— Start of Dataset rows —
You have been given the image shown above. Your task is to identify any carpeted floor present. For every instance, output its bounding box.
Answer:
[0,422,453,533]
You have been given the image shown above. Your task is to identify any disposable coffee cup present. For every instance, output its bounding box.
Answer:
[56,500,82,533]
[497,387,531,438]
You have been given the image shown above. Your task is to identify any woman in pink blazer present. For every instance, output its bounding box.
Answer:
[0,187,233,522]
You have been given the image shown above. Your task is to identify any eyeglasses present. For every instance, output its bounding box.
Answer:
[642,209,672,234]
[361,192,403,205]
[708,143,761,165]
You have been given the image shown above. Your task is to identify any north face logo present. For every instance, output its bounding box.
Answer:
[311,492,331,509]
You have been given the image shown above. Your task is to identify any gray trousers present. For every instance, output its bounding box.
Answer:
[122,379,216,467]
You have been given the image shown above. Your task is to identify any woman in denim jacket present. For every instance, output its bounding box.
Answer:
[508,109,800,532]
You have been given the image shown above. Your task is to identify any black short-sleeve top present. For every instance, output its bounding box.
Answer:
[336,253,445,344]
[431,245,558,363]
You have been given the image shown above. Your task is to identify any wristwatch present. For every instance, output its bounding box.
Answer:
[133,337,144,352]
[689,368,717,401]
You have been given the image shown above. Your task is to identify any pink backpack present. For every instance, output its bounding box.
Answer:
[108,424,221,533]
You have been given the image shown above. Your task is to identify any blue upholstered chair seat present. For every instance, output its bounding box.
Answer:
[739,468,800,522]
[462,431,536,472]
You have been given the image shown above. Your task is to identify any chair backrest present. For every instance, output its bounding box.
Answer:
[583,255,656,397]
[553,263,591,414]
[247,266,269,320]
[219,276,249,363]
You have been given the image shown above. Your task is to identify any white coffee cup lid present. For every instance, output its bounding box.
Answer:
— End of Dataset rows —
## Written instruction
Copy out all of the records above word for word, changing nothing.

## The result
You have been given the image shown above. Your task is to identify any carpeted floor present. For every instance, output its bounding box.
Answer:
[0,422,453,533]
You have been given the image shown above. Your task is to identify any disposable coffee cup present. For every instance, output its bounding box.
Answer:
[56,500,82,533]
[497,387,531,438]
You have been given the image shown above. Your task is to identify any woman in pink blazer present. For every instance, output its bounding box.
Answer:
[0,187,233,522]
You have been given the image shown above. Your task is to identify any eyeglasses present. For every instance, output its bounding box.
Answer:
[642,209,672,234]
[361,192,403,205]
[708,143,761,165]
You have been given the image shown above. Your task is to identify any north face logo present. For every instance, output its bounding box.
Answer:
[311,492,331,509]
You have been given the image shown above. Your task is to identify any gray trousers present. For every instance, output its bounding box.
Answer:
[122,379,216,467]
You have been given the image shown above. Your task is to identify any woman in denim jacket present. For every instance, output its bounding box.
Answer:
[508,109,800,532]
You have been given the image shown above. Your task is to identify any black short-sleeve top present. For every instance, output its bounding box.
Answer:
[336,253,445,344]
[431,245,558,363]
You have been given the image shown above. Your task is to identify any wristwatch present. For every instance, output its bounding box.
Answer:
[133,337,144,352]
[689,368,717,401]
You have been given the image shown above. Your task is to identify any pink backpack present. For every instance, output its bounding box.
Answer:
[108,424,221,533]
You have been given the image shown above. Your task is to identify any blue upholstered chair seat present. For every instance, output its bounding box.
Answer:
[739,468,800,522]
[462,431,536,472]
You have been given the image shown above. Your task is to identify any chair backrest present. For every instance, output its bounding box.
Answer:
[583,255,656,397]
[553,263,591,414]
[247,266,269,320]
[219,276,249,363]
You have been given the image shown above. Your task is to identify any white coffee cup lid present. For every instance, output its bounding box.
Answer:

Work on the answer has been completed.